■ **WORK TO BE COMPLETED**
Return only this: the line with "Please put a marker on the temple" and all the lines that follow it below, through the final one, exactly as they are.

■ **Point-per-instance localization data**
• • • •

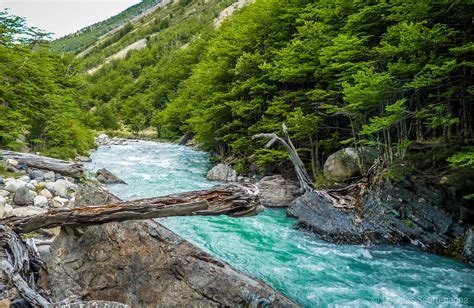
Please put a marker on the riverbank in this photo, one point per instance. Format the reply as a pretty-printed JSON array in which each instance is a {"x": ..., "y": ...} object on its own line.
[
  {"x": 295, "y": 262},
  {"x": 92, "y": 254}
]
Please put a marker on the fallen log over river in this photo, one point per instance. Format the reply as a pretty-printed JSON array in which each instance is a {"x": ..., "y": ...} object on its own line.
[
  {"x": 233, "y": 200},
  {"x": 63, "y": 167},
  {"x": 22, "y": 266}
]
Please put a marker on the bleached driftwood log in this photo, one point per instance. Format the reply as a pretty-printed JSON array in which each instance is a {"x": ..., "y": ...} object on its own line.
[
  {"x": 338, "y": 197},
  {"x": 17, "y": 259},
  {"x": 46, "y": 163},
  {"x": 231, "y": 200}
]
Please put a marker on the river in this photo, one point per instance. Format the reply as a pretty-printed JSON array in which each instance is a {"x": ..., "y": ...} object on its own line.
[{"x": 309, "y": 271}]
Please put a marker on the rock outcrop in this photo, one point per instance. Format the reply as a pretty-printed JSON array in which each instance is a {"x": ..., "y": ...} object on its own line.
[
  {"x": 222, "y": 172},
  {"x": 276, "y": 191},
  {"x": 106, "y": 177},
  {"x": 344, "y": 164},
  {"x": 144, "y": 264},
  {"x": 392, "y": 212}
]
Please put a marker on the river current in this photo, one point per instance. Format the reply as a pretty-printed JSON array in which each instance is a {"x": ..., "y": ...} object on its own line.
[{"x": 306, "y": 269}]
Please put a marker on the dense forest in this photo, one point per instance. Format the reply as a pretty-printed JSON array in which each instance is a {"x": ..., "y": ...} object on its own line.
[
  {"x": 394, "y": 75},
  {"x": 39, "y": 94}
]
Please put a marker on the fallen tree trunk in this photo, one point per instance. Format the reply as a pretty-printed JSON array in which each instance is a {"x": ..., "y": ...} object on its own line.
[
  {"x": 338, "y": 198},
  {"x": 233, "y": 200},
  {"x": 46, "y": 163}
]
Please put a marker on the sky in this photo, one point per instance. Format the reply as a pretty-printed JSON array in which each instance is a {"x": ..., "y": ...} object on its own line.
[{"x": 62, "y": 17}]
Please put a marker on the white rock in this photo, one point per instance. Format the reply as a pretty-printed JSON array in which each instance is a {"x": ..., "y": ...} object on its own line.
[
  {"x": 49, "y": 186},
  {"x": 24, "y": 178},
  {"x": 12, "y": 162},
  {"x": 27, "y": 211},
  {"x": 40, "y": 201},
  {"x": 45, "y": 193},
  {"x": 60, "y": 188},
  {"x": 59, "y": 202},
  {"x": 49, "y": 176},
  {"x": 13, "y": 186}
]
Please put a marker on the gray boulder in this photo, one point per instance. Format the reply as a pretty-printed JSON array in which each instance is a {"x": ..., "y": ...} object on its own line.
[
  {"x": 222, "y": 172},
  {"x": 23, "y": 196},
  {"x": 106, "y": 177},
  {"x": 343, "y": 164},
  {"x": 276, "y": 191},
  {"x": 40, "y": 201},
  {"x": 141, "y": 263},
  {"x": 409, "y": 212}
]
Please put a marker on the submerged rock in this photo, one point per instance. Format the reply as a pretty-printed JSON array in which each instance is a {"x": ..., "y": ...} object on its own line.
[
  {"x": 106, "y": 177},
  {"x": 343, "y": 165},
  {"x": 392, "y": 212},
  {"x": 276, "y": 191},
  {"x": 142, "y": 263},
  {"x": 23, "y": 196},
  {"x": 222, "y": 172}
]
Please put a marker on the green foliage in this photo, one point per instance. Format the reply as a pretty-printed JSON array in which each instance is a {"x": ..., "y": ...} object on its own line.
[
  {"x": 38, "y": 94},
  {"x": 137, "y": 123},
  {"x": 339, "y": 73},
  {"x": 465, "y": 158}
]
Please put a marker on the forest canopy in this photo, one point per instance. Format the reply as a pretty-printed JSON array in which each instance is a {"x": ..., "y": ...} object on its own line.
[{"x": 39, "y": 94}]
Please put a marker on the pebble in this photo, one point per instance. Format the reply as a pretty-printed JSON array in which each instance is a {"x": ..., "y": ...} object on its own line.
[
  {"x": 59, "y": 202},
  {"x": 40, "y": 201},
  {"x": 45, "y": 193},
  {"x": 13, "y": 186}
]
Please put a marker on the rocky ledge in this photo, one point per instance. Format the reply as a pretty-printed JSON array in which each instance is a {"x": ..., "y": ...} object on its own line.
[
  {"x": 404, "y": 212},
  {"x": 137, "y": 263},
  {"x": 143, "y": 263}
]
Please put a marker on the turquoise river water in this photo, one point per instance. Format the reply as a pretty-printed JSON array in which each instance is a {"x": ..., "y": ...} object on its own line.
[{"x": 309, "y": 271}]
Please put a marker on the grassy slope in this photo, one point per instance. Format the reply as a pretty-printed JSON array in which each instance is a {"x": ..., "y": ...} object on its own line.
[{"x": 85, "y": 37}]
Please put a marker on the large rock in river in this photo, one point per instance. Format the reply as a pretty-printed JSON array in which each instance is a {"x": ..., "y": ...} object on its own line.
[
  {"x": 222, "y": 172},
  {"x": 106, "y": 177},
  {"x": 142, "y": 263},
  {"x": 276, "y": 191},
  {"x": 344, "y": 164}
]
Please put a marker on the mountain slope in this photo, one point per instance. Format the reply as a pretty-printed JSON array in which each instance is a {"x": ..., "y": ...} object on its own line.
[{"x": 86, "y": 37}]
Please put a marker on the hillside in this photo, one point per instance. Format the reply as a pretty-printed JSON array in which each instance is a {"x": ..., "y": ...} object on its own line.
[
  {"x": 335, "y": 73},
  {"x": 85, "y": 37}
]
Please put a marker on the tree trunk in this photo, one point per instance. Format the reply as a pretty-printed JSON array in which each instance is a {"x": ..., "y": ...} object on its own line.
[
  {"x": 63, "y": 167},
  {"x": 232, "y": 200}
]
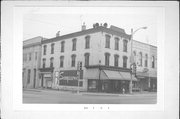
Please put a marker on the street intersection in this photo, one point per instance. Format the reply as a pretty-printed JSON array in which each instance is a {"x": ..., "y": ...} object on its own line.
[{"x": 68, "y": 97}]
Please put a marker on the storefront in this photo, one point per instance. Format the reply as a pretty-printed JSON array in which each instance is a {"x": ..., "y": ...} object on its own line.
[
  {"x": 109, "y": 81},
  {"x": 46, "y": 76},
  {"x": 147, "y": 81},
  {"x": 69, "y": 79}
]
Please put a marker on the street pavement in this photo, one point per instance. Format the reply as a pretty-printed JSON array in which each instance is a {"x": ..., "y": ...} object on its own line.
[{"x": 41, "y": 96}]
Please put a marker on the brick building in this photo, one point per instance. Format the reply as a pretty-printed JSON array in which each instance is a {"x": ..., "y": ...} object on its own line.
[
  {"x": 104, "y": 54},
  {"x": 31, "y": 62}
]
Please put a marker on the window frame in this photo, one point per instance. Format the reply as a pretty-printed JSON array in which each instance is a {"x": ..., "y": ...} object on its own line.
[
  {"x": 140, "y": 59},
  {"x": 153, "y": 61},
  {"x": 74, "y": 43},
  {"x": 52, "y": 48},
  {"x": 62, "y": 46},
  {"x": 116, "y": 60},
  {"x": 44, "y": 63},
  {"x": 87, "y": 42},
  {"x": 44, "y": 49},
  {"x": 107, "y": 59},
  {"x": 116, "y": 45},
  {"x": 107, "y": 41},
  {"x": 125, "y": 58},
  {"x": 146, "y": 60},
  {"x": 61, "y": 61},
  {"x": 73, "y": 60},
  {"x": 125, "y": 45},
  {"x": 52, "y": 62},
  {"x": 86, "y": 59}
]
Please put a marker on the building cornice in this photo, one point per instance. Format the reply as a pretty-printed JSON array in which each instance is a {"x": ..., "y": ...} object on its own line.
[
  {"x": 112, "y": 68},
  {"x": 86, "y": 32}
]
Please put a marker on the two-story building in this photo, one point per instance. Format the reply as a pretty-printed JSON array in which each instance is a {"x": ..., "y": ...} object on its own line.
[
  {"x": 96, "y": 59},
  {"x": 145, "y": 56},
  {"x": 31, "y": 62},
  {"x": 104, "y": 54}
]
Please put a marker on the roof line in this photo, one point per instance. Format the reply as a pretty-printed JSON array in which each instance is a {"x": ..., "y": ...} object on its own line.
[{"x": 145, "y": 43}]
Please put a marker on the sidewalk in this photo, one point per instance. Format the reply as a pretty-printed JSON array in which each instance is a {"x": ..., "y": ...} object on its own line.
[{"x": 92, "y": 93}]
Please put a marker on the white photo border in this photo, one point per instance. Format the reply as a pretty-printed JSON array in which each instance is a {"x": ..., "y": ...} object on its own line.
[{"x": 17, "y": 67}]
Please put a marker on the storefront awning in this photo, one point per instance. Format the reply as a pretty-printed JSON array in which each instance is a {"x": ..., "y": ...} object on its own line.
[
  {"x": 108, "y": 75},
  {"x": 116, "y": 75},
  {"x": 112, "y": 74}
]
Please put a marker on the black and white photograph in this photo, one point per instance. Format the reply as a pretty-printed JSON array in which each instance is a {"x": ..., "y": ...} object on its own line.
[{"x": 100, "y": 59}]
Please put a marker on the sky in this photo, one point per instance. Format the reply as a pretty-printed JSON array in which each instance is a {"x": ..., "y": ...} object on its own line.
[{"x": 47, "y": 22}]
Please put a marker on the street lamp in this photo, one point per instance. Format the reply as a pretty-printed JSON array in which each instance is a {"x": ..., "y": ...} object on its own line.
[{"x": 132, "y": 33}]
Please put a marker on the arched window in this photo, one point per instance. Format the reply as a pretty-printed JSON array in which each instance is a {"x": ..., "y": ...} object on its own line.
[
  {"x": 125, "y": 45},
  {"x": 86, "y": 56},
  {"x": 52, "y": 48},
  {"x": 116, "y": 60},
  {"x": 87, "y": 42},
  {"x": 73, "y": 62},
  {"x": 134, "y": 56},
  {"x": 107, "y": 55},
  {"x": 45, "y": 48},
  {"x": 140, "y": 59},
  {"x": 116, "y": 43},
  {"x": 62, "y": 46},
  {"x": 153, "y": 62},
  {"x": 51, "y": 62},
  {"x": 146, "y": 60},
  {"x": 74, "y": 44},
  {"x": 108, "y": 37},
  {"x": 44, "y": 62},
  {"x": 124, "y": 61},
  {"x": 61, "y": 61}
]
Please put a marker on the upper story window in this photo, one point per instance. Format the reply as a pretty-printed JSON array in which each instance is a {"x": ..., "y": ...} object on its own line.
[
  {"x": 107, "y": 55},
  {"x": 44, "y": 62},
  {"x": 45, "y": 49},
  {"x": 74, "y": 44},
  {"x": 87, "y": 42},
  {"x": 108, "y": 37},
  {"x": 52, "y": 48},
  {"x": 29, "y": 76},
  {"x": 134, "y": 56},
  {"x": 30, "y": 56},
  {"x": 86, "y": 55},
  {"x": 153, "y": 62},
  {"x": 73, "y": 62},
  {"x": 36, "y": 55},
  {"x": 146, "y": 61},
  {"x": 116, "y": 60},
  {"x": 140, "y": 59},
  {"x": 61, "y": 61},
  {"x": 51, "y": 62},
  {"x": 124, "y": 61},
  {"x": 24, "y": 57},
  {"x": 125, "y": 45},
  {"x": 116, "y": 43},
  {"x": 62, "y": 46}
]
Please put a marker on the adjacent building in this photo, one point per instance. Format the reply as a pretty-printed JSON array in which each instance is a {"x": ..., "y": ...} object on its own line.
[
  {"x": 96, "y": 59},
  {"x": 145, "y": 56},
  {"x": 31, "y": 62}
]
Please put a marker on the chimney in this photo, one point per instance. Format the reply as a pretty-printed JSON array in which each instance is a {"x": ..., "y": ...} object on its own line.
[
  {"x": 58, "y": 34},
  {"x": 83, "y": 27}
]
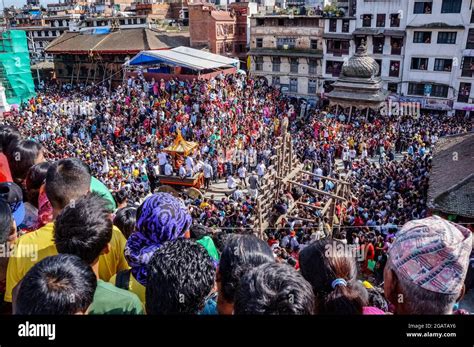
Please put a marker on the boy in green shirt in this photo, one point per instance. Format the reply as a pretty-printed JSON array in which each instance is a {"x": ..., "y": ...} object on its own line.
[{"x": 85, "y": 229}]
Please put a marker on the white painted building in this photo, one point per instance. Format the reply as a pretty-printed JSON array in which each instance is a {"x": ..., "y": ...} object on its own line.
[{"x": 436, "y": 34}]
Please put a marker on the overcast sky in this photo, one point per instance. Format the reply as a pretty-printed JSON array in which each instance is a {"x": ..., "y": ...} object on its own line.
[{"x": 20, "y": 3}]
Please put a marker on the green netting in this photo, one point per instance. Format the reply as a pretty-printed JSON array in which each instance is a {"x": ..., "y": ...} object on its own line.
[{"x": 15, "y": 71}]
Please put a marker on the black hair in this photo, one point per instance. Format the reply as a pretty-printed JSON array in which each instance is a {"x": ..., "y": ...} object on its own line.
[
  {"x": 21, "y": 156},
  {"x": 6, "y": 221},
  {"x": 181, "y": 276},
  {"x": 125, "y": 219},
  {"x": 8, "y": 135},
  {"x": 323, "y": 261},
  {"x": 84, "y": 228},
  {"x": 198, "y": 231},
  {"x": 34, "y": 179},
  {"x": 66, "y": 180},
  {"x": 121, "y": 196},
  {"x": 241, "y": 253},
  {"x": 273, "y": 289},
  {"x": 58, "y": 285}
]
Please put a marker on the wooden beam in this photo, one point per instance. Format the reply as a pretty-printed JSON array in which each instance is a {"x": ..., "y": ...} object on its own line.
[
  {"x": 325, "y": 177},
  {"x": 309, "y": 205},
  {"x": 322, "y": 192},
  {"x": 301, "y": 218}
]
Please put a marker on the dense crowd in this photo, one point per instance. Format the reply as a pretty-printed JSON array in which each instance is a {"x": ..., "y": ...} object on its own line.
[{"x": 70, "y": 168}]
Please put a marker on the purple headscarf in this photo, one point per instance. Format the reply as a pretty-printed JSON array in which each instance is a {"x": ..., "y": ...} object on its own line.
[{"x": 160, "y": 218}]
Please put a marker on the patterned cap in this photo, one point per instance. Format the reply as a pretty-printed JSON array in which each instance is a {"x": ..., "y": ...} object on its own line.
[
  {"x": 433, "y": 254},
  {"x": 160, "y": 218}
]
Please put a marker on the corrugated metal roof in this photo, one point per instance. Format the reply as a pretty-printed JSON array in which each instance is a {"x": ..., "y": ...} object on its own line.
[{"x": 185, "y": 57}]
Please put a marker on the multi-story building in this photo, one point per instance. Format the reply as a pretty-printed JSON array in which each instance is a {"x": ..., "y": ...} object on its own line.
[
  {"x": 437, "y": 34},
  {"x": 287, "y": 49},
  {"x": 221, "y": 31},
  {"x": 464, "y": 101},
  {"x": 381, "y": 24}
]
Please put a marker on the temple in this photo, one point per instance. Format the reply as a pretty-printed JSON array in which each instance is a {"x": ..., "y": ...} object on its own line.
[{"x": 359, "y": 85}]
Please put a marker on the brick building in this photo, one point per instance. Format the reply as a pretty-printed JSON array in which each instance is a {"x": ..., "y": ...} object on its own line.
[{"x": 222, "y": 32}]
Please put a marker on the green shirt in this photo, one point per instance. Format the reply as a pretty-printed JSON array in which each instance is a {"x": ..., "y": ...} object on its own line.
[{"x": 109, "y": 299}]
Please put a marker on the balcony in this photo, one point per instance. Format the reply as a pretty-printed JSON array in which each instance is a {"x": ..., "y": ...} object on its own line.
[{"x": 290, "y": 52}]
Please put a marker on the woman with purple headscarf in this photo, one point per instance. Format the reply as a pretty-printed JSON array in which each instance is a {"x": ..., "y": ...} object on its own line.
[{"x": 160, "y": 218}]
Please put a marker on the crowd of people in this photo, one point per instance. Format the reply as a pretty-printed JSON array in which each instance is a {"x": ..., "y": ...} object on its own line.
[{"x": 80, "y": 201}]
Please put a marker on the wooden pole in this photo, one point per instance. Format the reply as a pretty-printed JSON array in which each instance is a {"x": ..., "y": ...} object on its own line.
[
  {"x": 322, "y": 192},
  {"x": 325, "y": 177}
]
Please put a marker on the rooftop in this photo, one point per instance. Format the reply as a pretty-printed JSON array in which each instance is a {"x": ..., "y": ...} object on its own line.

• • • •

■ **EXERCISE RESPONSE**
Please put a marker on the temple in this photo, one point per instance. Format the reply as a pretty-printed JSON array in which each instance is a {"x": ..., "y": ...} object on its own line.
[{"x": 359, "y": 85}]
Please put a marker on the brick building in this photo, one point per instance. Format the reply as a pretty-printed JSON array in which each instance is a {"x": ..., "y": ...} object on its own line.
[{"x": 222, "y": 32}]
Please put a marker on the green shirt in this photo, one point per instance. Format the reply as a pretty-printed JSON array in which each instance is a {"x": ..., "y": ...} object on its own line.
[{"x": 109, "y": 299}]
Please put a marker on the balcony in this photo, one point per instance. Format the reply as a pretty-printed JSON array in which each instance is a {"x": ..., "y": ...} object on its own line.
[{"x": 290, "y": 52}]
Please put a marker on the woman with purple headscarf in this photo, one point per instance. Format the reply as a pretty-printed JSON array in which each instance is a {"x": ..., "y": ...} object on its own line.
[{"x": 160, "y": 218}]
Please put a marker on the crowd of people in this photo, one point per instance. Format the reply as a pretty-printed JSON array in which each instance is a {"x": ..., "y": ...} object on its own line.
[{"x": 80, "y": 201}]
Please put a marker on the wooden pole in this photo, one point per instance. Format the reply as a pretty-printed JSON array in which each instance is a {"x": ..., "y": ...} object on its own line.
[
  {"x": 322, "y": 192},
  {"x": 325, "y": 177}
]
Please put a marker on the rooftop in this photo, one point per instance. Format the reply as a pretty-printed JSON array in which each instance is a {"x": ..., "y": ...} object on its own line.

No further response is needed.